[Data excerpts]

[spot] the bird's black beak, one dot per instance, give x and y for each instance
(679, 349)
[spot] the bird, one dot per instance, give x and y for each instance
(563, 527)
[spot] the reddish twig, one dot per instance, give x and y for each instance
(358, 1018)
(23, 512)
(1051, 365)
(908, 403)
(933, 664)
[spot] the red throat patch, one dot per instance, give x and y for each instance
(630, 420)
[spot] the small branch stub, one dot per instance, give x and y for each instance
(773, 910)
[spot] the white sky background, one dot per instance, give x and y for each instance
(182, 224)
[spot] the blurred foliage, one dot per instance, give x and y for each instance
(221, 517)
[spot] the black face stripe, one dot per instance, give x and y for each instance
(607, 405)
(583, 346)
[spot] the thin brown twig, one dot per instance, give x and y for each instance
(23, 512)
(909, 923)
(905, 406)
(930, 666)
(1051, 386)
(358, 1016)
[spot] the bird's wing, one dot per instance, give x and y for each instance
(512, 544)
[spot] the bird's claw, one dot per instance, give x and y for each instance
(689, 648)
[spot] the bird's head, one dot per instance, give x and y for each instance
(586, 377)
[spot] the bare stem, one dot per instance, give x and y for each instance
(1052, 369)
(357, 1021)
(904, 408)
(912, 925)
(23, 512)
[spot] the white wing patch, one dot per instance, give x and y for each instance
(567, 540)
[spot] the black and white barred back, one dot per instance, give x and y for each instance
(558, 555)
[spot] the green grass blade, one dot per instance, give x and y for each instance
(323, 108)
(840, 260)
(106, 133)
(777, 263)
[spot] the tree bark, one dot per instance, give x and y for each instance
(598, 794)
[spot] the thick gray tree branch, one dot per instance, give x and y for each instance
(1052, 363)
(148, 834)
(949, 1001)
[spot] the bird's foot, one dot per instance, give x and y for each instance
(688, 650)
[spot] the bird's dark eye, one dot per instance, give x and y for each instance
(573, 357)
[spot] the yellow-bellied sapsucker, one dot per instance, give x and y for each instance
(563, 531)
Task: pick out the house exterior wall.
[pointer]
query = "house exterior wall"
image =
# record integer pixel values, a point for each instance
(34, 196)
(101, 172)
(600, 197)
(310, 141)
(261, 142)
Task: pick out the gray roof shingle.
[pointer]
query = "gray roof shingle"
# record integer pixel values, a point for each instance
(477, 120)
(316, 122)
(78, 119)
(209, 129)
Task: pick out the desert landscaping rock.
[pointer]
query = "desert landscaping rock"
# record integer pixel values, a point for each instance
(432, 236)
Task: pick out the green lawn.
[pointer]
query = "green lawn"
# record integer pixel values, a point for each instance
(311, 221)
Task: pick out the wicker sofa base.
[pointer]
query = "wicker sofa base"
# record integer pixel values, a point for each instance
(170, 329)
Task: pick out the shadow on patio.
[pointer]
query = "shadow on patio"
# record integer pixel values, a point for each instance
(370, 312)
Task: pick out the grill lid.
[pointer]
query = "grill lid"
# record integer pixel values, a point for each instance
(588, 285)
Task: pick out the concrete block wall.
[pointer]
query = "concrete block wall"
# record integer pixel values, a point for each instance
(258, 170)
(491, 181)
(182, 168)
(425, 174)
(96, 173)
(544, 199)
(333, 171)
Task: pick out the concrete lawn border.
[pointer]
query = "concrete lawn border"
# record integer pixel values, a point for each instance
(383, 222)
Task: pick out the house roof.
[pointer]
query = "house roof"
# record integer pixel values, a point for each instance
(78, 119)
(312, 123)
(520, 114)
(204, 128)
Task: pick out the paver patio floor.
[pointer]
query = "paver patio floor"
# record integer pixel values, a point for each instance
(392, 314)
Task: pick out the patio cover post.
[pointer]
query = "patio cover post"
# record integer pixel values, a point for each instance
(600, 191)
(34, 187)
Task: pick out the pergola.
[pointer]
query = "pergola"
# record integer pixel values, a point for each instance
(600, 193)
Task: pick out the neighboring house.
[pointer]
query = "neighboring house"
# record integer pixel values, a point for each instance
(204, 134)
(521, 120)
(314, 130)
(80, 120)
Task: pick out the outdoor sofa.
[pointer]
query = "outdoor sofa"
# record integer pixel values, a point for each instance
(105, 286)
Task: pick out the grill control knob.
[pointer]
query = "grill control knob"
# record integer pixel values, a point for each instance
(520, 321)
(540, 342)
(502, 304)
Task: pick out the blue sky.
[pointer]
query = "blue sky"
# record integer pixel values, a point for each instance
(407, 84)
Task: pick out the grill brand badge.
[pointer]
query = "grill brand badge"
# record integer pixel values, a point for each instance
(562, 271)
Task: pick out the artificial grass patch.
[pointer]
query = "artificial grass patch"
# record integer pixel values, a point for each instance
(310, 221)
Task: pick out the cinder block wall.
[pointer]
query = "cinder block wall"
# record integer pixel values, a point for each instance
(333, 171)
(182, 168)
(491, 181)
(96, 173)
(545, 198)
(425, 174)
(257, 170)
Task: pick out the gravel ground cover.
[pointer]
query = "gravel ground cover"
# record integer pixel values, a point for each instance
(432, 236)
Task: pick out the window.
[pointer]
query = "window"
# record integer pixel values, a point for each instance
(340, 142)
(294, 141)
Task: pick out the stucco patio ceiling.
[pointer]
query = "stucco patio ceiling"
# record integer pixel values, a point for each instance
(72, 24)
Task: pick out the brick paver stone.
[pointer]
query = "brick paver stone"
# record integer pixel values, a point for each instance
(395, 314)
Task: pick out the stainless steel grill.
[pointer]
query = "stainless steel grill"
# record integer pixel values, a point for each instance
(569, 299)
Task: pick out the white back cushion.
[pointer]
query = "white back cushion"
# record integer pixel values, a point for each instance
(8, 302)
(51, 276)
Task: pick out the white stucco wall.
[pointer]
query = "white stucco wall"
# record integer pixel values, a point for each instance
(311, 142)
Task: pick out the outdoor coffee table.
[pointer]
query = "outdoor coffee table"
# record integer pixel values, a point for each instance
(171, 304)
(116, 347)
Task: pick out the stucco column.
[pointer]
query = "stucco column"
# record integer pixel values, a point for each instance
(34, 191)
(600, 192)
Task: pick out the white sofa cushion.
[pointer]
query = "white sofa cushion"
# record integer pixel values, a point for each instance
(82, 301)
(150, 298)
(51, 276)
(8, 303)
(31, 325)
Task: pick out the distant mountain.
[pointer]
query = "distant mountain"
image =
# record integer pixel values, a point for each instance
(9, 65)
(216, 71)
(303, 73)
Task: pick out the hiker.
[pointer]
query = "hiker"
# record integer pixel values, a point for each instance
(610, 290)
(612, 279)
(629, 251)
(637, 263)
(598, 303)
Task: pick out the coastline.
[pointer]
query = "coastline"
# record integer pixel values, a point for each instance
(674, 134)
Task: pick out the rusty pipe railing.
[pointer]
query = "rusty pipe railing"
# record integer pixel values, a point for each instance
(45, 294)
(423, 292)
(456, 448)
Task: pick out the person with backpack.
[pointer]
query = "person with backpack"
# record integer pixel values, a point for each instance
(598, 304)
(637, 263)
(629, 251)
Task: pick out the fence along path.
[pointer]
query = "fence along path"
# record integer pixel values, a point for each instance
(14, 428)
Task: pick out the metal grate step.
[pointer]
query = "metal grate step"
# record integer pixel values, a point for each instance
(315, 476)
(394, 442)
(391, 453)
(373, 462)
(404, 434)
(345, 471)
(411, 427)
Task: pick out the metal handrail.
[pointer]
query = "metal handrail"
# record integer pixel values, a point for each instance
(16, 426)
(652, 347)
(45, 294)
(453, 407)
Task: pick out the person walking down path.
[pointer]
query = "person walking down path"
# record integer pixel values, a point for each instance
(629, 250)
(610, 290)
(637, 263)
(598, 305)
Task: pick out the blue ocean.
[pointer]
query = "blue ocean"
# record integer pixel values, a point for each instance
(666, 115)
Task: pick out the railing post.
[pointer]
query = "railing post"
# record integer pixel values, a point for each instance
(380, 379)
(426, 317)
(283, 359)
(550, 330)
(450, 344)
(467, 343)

**Your task**
For each line above that includes "control", copy the line.

**Solution to this problem**
Task: pick out the grill control knob.
query = "grill control knob"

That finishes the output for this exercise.